● What the exercise asks:
Each line of the listing below must be retyped as given.

● Study material:

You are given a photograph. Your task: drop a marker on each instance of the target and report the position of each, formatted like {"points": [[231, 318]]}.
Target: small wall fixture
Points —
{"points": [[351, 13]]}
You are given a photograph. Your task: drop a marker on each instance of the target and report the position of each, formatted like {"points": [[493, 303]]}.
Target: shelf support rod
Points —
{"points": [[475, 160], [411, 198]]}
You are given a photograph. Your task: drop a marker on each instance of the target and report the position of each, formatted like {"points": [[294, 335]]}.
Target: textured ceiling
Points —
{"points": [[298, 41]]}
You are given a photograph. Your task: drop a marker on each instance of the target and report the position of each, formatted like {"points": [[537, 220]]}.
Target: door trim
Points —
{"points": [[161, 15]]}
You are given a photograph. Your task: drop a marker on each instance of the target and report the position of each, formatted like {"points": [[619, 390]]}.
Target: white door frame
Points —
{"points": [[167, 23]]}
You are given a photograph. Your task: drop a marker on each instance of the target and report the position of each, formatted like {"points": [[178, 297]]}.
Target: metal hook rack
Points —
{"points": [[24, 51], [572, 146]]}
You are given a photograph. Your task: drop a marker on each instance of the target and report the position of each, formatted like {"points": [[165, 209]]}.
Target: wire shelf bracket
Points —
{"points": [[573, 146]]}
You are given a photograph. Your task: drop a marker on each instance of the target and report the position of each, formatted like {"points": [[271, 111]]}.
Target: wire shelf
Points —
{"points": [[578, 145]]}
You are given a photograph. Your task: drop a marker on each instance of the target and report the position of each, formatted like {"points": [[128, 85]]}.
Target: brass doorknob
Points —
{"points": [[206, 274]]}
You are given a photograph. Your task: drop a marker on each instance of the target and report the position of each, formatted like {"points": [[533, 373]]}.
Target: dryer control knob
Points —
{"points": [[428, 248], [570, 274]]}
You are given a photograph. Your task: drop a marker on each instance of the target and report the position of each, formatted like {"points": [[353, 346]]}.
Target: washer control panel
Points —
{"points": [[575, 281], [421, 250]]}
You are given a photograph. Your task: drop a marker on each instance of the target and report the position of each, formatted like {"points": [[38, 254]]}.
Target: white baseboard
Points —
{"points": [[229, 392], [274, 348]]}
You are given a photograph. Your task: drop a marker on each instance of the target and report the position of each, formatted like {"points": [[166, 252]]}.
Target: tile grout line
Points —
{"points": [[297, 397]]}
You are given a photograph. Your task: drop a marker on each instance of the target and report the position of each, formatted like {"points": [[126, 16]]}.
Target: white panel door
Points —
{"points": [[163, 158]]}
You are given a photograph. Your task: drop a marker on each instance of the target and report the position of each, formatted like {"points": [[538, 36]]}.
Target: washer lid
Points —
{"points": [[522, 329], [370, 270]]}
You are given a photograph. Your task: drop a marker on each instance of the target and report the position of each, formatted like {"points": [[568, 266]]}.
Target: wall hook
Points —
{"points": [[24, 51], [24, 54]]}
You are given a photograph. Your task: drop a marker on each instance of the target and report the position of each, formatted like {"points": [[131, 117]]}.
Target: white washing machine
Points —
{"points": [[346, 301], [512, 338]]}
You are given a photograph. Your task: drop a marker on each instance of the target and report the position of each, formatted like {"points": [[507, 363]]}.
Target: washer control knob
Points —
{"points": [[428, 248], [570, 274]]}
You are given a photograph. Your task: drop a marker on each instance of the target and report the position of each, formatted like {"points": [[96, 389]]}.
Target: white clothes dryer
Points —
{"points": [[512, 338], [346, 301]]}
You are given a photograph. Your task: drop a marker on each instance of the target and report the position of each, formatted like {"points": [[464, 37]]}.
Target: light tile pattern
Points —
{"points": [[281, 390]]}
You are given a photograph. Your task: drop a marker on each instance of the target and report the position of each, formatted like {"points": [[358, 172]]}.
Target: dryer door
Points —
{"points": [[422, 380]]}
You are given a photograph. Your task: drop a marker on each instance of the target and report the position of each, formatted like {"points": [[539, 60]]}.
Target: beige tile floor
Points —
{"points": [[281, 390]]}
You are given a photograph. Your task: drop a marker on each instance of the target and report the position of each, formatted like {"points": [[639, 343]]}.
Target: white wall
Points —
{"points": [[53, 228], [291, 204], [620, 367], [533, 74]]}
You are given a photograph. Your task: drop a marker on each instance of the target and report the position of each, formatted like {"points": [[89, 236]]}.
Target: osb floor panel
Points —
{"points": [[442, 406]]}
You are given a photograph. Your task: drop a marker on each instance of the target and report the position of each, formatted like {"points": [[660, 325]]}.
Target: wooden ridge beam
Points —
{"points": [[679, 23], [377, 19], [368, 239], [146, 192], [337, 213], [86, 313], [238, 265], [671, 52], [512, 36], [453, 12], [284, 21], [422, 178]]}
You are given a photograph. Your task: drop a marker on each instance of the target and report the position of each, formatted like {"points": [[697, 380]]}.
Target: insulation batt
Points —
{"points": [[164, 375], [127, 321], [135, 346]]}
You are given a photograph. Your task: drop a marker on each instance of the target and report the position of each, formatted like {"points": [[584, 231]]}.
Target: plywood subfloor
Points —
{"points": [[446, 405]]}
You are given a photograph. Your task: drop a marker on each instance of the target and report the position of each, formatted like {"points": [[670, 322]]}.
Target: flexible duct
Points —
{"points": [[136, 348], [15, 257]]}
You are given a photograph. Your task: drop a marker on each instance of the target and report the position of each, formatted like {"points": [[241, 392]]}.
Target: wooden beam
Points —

● Solved exercise:
You are given a photograph. Your task: drop a marker on each instance of the target and report the position of each, formatted like {"points": [[231, 318]]}.
Target: small wall fixture
Points —
{"points": [[351, 13]]}
You are given a photograph. Your task: drop a marker on each instance of the target and report the position of each, formatted like {"points": [[493, 303]]}.
Target: shelf support rod
Points —
{"points": [[475, 160], [411, 198]]}
You are given a photograph. Your task: drop a marker on each instance of the target and report the position of each, formatted like {"points": [[294, 335]]}.
Target: textured ceiling
Points —
{"points": [[298, 41]]}
You are given a photograph. Your task: drop a marker on each instance of the target and report the position of each, formatted like {"points": [[537, 220]]}.
Target: door trim
Points —
{"points": [[161, 15]]}
You are given a photograph. Your task: drop a marker on each instance of the target and report the position of each, formatted like {"points": [[619, 390]]}.
Target: white door frame
Points —
{"points": [[167, 23]]}
You are given a photograph. Your task: drop a marker on each instance of the target and report the position of each, formatted like {"points": [[178, 297]]}.
Target: metal hook rack
Points —
{"points": [[24, 51], [572, 146]]}
You are given a photograph. Your task: drop a marker on each instance of the target and report the position of each, formatted like {"points": [[165, 209]]}.
Target: wire shelf bracket
Points —
{"points": [[573, 146]]}
You are given a photograph. Your task: drop a marker on each instance of the target and report the position of each, formatted like {"points": [[271, 111]]}.
Target: wire shelf
Points —
{"points": [[578, 145]]}
You are given a photograph. Your task: drop a marker on each instance of the target and report the position of each, formatted like {"points": [[128, 85]]}.
Target: brass doorknob
Points —
{"points": [[206, 274]]}
You are given a photograph. Your task: drop a marker on each instance of the target and report the position of each, formatted like {"points": [[533, 373]]}.
Target: dryer control knob
Points —
{"points": [[428, 248], [570, 274]]}
You are given a photograph. Your task: drop a marker on each instance of the target and report the position of each, formatted like {"points": [[353, 346]]}.
Target: washer control panel
Points —
{"points": [[575, 281], [421, 250]]}
You are given a photograph. Your task: drop a marker on each instance of the target and report the position of each, formatted like {"points": [[38, 254]]}.
Target: white baseboard
Points —
{"points": [[229, 392], [274, 348]]}
You are given a photograph. Your task: drop a marker on each instance of the target and report the position of each, formatted like {"points": [[166, 252]]}.
Target: tile grout line
Points —
{"points": [[297, 397]]}
You are given a photograph. Your task: drop a marker on each instance of the target and report the position of each, formatted like {"points": [[126, 16]]}.
Target: white panel door
Points —
{"points": [[163, 158]]}
You are given a photograph. Your task: drop a marker on each instance of the target and report the position of each, formatted like {"points": [[538, 36]]}.
Target: washer lid
Points —
{"points": [[522, 329], [370, 270]]}
You are given a photograph. Your task: drop a marker on each instance of the target and report the position of each, formatted like {"points": [[568, 266]]}.
Target: wall hook
Points —
{"points": [[24, 51], [24, 54]]}
You are given a photograph. Your task: drop a marker on each instance of the target and report the position of each, formatted like {"points": [[131, 117]]}.
Target: white washing machine
Points —
{"points": [[346, 301], [512, 338]]}
You are given a photograph. Your task: drop a marker on each instance of the target and report the position of each, formatted like {"points": [[507, 363]]}.
Target: washer control knob
Points —
{"points": [[428, 248], [570, 274]]}
You are given a photograph. Your task: drop a marker on each instance of the target and report the position of each, formatted like {"points": [[96, 389]]}.
Target: white clothes dryer
Points —
{"points": [[512, 338], [346, 301]]}
You are given a photograph. Your task: drop a marker on each instance of the target and report the position of each, formatted like {"points": [[464, 37]]}.
Target: light tile pattern
Points —
{"points": [[281, 390]]}
You are given a photograph. Your task: drop a marker on each instance of the target and report the position of each, formatted like {"points": [[358, 172]]}.
Target: dryer door
Points —
{"points": [[422, 380]]}
You are given a photograph. Your task: drop a marker on each instance of the target and report the position of each, formatted like {"points": [[539, 60]]}.
Target: beige tile floor
Points —
{"points": [[281, 390]]}
You are given a photograph. Your task: drop a marker on each instance of the target and report the position of each, formatted like {"points": [[639, 343]]}.
Target: white wall
Points —
{"points": [[53, 228], [291, 204], [620, 367], [533, 74]]}
You are given a photograph. Your task: drop a marker on each instance of the target and report the position of each, formatted like {"points": [[89, 236]]}.
Target: osb floor panel
Points —
{"points": [[442, 406]]}
You are given a photograph. Your task: drop a marker on each instance of the target and report the position of each, formatted like {"points": [[660, 325]]}.
Target: wooden ridge beam
Points —
{"points": [[679, 23], [377, 19], [368, 239], [146, 192], [337, 213], [86, 313], [238, 265], [671, 52], [512, 36], [453, 12], [284, 21], [422, 178]]}
You are given a photograph. Your task: drop a marker on each instance of the target and report the position of each, formatted like {"points": [[697, 380]]}.
Target: insulation batt
Points —
{"points": [[164, 375], [127, 321], [135, 346]]}
You are given a photograph. Your task: drop a marker on each instance of the target and report the position of each, formatted like {"points": [[584, 231]]}.
Target: plywood subfloor
Points —
{"points": [[446, 405]]}
You are given a photograph. Your task: drop a marker on each instance of the target and report the position of each, formatted like {"points": [[670, 322]]}.
Target: flexible duct
Points —
{"points": [[136, 348], [15, 257]]}
You are given a photograph. Your task: drop a marker on each instance of the target and report the position of each, formatted like {"points": [[241, 392]]}.
Target: wooden beam
Points —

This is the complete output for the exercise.